**TASK**
As you print the data below, keep every line exactly as it is and leave the images behind.
== PROVIDED DATA
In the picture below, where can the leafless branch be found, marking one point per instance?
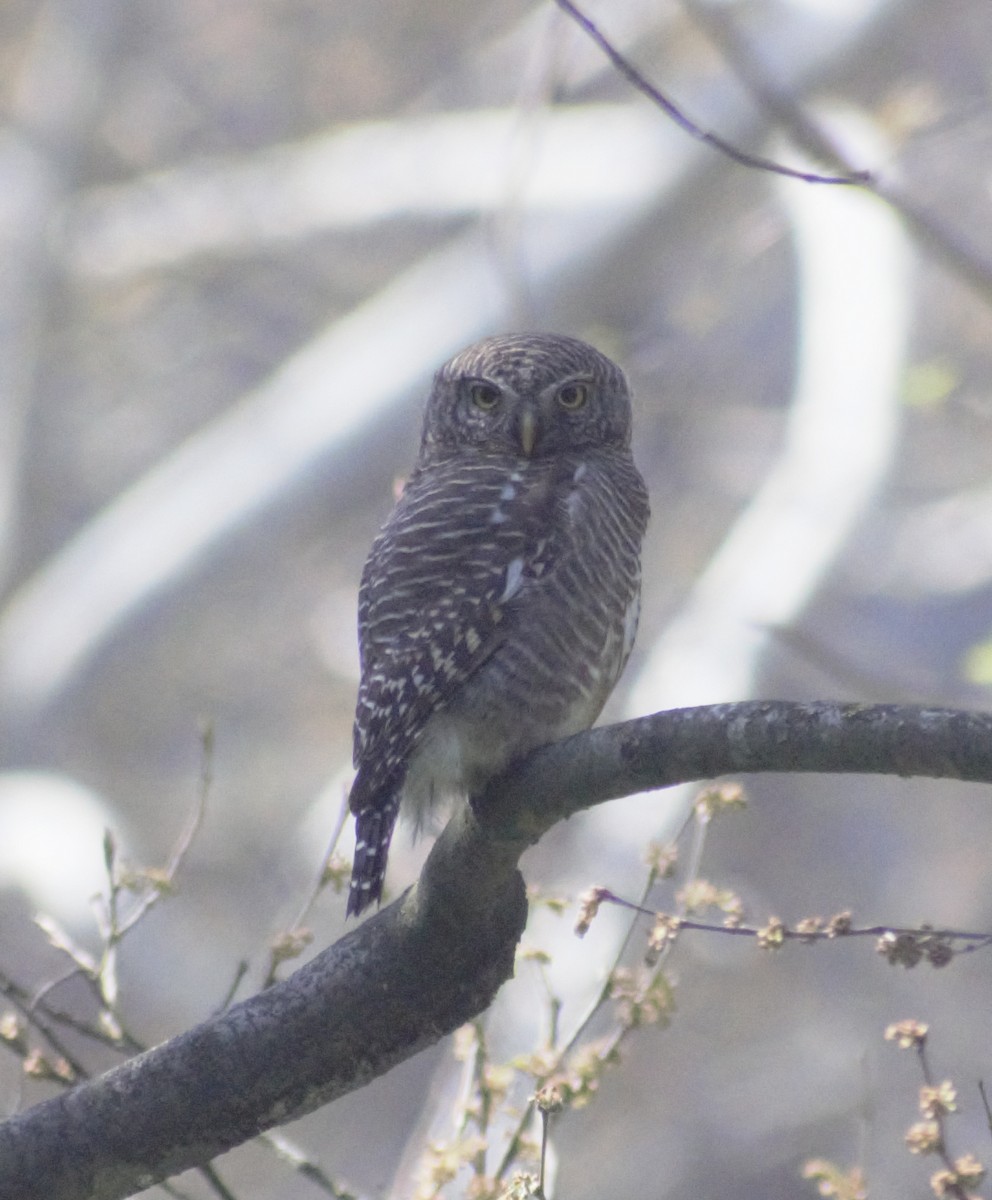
(437, 957)
(635, 77)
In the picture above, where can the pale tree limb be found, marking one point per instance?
(437, 957)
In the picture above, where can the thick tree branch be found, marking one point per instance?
(437, 957)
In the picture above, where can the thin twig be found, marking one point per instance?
(630, 72)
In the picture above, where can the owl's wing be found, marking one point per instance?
(467, 539)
====
**RESPONSE**
In the picture below, where can the leafless branch be found, marking one point per instance?
(437, 957)
(635, 77)
In the picture above, where can the pale tree limb be found, marking one point per instance?
(437, 957)
In the picture above, where can the thick tree branch be found, marking one point per instance?
(437, 957)
In the picture above, where can the thin twig be found, marking one point per instance?
(630, 72)
In the picture above, where can the owl's wing be found, marking one point per instance?
(467, 539)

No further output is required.